[Material for this task]

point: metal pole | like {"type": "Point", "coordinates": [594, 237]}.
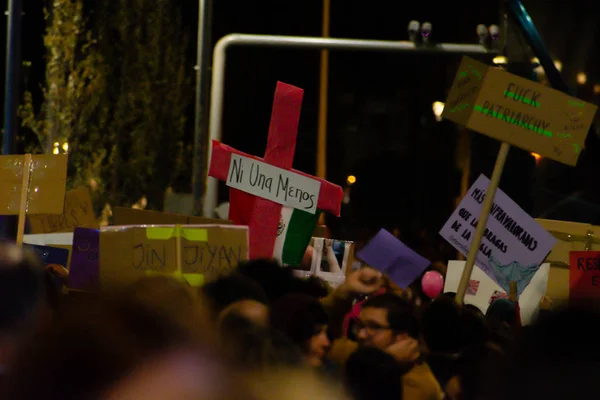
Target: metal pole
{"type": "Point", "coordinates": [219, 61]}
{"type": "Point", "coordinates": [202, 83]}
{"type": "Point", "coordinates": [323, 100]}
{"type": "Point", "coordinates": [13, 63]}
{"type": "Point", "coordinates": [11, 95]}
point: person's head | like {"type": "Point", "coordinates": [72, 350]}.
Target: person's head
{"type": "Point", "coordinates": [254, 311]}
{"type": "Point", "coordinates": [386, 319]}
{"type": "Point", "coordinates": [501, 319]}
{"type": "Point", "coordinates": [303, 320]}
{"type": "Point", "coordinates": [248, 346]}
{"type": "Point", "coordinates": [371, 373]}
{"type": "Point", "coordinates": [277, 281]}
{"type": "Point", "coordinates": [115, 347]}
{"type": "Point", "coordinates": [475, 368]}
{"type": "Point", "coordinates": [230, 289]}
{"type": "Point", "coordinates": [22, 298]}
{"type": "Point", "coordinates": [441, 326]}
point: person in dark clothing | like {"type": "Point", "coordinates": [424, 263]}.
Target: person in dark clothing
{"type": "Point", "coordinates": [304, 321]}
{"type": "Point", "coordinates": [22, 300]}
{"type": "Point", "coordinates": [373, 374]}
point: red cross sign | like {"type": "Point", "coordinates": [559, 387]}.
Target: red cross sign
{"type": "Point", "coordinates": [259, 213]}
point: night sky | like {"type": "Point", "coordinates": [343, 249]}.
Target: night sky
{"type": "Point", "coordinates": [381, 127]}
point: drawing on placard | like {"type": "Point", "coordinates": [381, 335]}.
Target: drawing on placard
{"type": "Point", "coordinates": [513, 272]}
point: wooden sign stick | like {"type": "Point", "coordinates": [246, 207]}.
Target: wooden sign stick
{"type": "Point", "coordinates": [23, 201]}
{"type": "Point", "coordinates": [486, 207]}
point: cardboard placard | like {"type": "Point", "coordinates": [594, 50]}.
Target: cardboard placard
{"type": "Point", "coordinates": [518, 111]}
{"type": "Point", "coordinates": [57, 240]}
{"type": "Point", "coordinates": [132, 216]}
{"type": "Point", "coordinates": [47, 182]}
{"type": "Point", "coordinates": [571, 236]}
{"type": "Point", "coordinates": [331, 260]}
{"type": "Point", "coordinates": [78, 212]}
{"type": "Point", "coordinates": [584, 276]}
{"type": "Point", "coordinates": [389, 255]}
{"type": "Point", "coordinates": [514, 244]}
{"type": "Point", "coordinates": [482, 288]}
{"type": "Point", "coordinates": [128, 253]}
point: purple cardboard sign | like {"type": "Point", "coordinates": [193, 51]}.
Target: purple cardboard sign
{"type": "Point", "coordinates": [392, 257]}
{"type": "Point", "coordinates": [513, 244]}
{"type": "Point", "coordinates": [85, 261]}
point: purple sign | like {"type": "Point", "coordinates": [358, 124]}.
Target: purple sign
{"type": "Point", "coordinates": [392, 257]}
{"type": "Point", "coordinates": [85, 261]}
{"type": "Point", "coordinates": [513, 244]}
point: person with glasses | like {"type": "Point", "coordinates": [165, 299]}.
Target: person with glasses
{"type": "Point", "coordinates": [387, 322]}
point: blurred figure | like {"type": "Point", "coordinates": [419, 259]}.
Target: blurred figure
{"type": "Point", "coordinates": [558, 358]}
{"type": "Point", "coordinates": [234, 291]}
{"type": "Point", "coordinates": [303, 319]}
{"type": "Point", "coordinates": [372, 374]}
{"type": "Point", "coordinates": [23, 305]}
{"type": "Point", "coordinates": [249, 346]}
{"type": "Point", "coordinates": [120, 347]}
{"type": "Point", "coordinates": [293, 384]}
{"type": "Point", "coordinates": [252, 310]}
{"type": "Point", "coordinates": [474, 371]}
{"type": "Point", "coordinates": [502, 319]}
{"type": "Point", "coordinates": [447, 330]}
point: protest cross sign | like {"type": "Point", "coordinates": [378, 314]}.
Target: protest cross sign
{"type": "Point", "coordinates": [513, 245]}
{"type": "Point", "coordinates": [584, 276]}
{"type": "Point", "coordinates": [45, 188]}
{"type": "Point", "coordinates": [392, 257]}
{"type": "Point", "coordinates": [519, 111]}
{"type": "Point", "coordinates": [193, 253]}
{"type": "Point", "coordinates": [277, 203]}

[/Material for this task]
[Material for this task]

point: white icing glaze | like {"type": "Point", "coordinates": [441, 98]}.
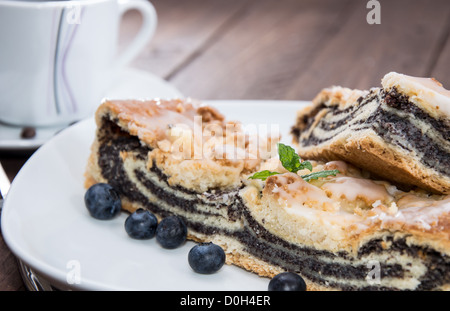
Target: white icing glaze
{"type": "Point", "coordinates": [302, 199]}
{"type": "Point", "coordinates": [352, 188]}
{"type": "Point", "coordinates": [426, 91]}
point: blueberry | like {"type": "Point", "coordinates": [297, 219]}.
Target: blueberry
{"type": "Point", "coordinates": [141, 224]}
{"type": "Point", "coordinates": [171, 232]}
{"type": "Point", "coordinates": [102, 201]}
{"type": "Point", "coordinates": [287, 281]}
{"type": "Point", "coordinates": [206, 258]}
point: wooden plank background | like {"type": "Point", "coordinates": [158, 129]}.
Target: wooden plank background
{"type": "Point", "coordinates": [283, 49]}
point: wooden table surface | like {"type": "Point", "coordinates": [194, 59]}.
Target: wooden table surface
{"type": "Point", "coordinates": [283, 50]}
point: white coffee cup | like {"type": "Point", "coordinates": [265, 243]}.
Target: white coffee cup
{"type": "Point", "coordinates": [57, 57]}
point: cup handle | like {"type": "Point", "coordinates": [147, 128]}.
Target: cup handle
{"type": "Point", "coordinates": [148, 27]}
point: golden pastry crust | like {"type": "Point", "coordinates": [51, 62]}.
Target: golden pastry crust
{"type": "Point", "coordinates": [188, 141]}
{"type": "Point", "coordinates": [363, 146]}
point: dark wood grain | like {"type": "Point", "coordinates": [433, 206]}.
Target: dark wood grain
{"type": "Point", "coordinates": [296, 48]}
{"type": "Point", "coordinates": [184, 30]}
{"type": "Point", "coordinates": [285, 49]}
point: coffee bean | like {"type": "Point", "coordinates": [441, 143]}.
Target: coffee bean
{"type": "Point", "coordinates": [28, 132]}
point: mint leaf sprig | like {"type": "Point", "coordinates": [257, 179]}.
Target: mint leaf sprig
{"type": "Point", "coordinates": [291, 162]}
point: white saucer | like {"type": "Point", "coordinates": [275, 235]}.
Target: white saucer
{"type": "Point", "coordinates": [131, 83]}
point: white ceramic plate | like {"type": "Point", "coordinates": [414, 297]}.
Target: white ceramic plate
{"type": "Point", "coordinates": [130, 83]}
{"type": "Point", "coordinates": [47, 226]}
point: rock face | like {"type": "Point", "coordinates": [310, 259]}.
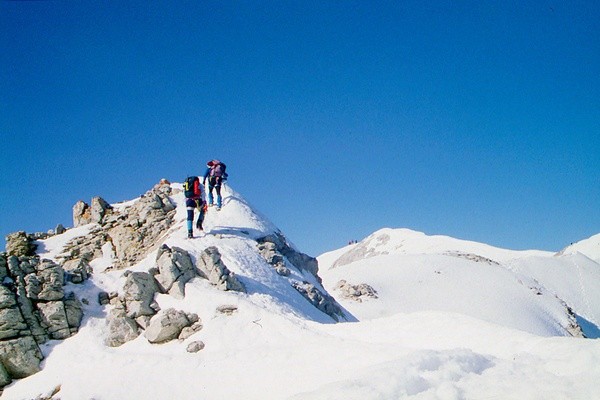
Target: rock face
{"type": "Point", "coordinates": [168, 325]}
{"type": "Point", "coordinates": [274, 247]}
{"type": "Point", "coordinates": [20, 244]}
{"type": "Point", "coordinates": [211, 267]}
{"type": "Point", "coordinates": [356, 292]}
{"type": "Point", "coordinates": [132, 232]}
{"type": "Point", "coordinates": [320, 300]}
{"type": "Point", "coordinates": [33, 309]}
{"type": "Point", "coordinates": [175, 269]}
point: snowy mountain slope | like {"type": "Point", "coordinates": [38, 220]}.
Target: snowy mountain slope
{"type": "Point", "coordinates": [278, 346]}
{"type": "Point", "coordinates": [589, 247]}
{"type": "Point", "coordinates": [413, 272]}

[/Material for this task]

→ **Exercise brief**
Text only, no pictures: please print exactly the lines above from the line with "point: metal pole" up to and including the line with "point: night sky", and nothing else.

→ **Solution**
point: metal pole | like {"type": "Point", "coordinates": [594, 237]}.
Target: metal pole
{"type": "Point", "coordinates": [219, 61]}
{"type": "Point", "coordinates": [202, 83]}
{"type": "Point", "coordinates": [323, 100]}
{"type": "Point", "coordinates": [13, 63]}
{"type": "Point", "coordinates": [11, 95]}
point: person's head | like {"type": "Point", "coordinates": [72, 350]}.
Target: person's head
{"type": "Point", "coordinates": [254, 311]}
{"type": "Point", "coordinates": [386, 319]}
{"type": "Point", "coordinates": [501, 319]}
{"type": "Point", "coordinates": [303, 320]}
{"type": "Point", "coordinates": [248, 346]}
{"type": "Point", "coordinates": [371, 373]}
{"type": "Point", "coordinates": [277, 281]}
{"type": "Point", "coordinates": [115, 347]}
{"type": "Point", "coordinates": [475, 368]}
{"type": "Point", "coordinates": [230, 289]}
{"type": "Point", "coordinates": [22, 298]}
{"type": "Point", "coordinates": [441, 326]}
point: person in dark clothing | like {"type": "Point", "coordinates": [424, 263]}.
Target: person in dark clothing
{"type": "Point", "coordinates": [304, 321]}
{"type": "Point", "coordinates": [22, 300]}
{"type": "Point", "coordinates": [373, 374]}
point: red cross sign | like {"type": "Point", "coordinates": [559, 387]}.
Target: red cross sign
{"type": "Point", "coordinates": [259, 213]}
point: night sky | like {"type": "Point", "coordinates": [343, 249]}.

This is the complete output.